PROBLEM STATEMENT.
Keeping every character as it is, transcribe the entries below.
***** GIVEN RECORDS *****
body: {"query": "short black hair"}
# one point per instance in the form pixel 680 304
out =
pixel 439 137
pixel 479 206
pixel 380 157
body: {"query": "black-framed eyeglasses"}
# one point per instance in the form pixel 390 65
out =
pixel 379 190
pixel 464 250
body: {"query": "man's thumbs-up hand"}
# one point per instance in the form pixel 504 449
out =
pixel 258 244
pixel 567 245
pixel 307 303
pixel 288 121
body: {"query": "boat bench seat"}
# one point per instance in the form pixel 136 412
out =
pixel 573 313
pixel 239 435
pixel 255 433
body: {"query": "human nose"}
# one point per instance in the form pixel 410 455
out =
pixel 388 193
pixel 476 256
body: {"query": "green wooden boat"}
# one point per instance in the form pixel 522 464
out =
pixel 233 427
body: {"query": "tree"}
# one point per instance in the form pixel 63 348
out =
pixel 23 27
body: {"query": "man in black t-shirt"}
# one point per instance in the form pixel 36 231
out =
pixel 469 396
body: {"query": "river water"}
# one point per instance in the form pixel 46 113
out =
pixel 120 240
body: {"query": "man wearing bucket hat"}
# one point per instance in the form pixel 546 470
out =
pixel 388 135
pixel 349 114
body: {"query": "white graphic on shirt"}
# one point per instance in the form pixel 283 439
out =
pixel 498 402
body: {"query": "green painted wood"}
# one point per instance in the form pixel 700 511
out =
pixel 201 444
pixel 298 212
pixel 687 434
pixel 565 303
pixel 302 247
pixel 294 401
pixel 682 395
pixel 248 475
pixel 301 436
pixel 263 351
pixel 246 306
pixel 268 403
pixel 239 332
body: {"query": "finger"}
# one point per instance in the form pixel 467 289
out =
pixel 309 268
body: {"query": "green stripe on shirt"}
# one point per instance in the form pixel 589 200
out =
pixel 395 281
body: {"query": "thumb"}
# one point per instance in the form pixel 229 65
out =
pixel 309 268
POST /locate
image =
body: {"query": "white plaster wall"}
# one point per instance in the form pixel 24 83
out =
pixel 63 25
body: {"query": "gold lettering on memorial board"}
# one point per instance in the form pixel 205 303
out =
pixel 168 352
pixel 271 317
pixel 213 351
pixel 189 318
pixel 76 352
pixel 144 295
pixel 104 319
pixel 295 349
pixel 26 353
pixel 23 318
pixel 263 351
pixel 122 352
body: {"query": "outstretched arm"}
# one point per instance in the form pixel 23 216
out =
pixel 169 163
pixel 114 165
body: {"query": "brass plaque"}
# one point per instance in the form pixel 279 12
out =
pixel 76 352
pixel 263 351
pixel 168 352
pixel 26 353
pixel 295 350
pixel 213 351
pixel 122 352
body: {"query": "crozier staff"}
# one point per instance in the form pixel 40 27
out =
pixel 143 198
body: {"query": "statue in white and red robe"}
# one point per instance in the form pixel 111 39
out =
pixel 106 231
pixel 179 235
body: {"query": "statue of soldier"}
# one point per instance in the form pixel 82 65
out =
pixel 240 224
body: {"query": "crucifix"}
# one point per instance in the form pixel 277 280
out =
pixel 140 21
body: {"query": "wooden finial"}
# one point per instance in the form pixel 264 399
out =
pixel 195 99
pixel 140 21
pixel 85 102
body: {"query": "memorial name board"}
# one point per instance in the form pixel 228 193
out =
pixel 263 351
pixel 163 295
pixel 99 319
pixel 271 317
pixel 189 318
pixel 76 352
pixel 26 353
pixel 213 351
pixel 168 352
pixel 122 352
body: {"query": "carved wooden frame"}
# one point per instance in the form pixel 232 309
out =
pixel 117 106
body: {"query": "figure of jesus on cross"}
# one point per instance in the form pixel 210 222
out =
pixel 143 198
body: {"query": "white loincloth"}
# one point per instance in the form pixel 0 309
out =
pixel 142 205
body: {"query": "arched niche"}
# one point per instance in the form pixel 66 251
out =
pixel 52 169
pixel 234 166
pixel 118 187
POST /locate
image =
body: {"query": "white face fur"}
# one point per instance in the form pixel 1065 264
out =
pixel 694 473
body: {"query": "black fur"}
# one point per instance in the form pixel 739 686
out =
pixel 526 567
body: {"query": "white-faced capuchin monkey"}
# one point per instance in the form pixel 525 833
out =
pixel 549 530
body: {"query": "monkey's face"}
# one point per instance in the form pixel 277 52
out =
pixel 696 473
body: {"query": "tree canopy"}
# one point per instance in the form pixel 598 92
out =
*****
RESULT OF THE TASK.
body: {"query": "short black hair"}
# one point per instance in the form pixel 680 304
out =
pixel 439 137
pixel 479 206
pixel 380 157
body: {"query": "black-framed eyeglasses"}
# one point per instance in the form pixel 390 65
out =
pixel 379 190
pixel 464 250
body: {"query": "man's thumbs-up hand"}
# one point per instance in the form pixel 504 449
out =
pixel 258 244
pixel 567 245
pixel 307 303
pixel 288 121
body: {"query": "boat bench seat"}
# one point per instance in the form pixel 136 412
out =
pixel 573 313
pixel 239 435
pixel 255 433
body: {"query": "human nose"}
# one point per instance in the form pixel 410 455
out =
pixel 388 193
pixel 476 256
body: {"query": "green wooden boat"}
# one point per instance in the form pixel 522 464
out =
pixel 233 427
body: {"query": "tree"}
# one point per instance in the form pixel 63 348
out =
pixel 23 27
body: {"query": "man in black t-shirt"}
# one point per instance in the form pixel 36 231
out =
pixel 469 396
body: {"query": "river water"}
# one point per instance in the form pixel 46 113
out =
pixel 120 240
body: {"query": "man wearing bucket hat"}
# one point per instance in the form pixel 546 470
out =
pixel 388 135
pixel 349 114
body: {"query": "white graphic on shirt"}
# one point per instance in the form pixel 283 439
out =
pixel 498 402
body: {"query": "green painted wood"}
# one point per instance in the form pixel 700 511
out =
pixel 201 444
pixel 298 212
pixel 687 434
pixel 565 303
pixel 302 247
pixel 294 401
pixel 682 395
pixel 248 475
pixel 301 436
pixel 263 351
pixel 246 306
pixel 268 403
pixel 239 332
body: {"query": "finger"}
# one point per instance in the form pixel 467 289
out =
pixel 309 268
body: {"query": "green stripe on shirt"}
# one point per instance in the form pixel 589 200
out =
pixel 395 281
body: {"query": "thumb"}
# one point per instance in the form pixel 229 65
out =
pixel 309 268
POST /locate
image =
body: {"query": "white plaster wall"}
# one point per instance in the form pixel 24 83
out =
pixel 63 25
body: {"query": "gold lettering on memorial board"}
# one point per instance in the form pixel 205 303
out =
pixel 168 352
pixel 271 317
pixel 213 351
pixel 189 318
pixel 76 352
pixel 144 295
pixel 104 319
pixel 295 349
pixel 26 353
pixel 23 318
pixel 263 351
pixel 122 352
body: {"query": "outstretched arm"}
# one point per instance in the form pixel 23 216
out =
pixel 169 163
pixel 114 165
body: {"query": "brass plaque"}
# one point per instance in the form pixel 279 12
out =
pixel 76 352
pixel 263 351
pixel 168 352
pixel 26 353
pixel 295 350
pixel 213 351
pixel 122 352
body: {"query": "crozier staff"}
# one point per instance in the form pixel 40 27
out =
pixel 143 198
body: {"query": "statue in white and red robe"}
# one point per instance in the form pixel 111 39
out =
pixel 106 231
pixel 179 235
body: {"query": "statue of soldier"}
# one point per instance in the form pixel 82 65
out =
pixel 240 224
body: {"query": "crucifix"}
# one point per instance in the form pixel 277 280
out =
pixel 140 21
body: {"query": "wooden finial"}
# one point per instance in the form pixel 264 399
out =
pixel 195 99
pixel 140 21
pixel 85 102
body: {"query": "memorial name board"}
# one point per instance in the form pixel 228 193
out =
pixel 263 351
pixel 163 295
pixel 99 319
pixel 271 317
pixel 189 318
pixel 76 352
pixel 26 353
pixel 213 351
pixel 168 352
pixel 122 352
body: {"query": "carved wooden frame"}
# one point per instance in the form pixel 232 309
out =
pixel 117 106
body: {"query": "figure of jesus on cross"}
# one point per instance in the form pixel 210 222
out =
pixel 143 198
body: {"query": "white loincloth"}
# one point per instance in the form pixel 0 309
out =
pixel 142 205
body: {"query": "arched niche"}
# one point per instance in the form pixel 66 251
out =
pixel 52 169
pixel 234 166
pixel 118 187
POST /locate
image =
body: {"query": "white face fur"}
# one point per instance in the form pixel 1065 264
out =
pixel 694 473
body: {"query": "black fur"}
# one point per instance in the form pixel 739 686
out =
pixel 526 567
body: {"query": "white-faced capuchin monkey"}
# one point per instance in the form pixel 525 833
out =
pixel 549 530
body: {"query": "monkey's face"}
# one point per instance in the form pixel 277 52
out =
pixel 696 473
body: {"query": "tree canopy"}
# one point per instance in the form pixel 598 92
out =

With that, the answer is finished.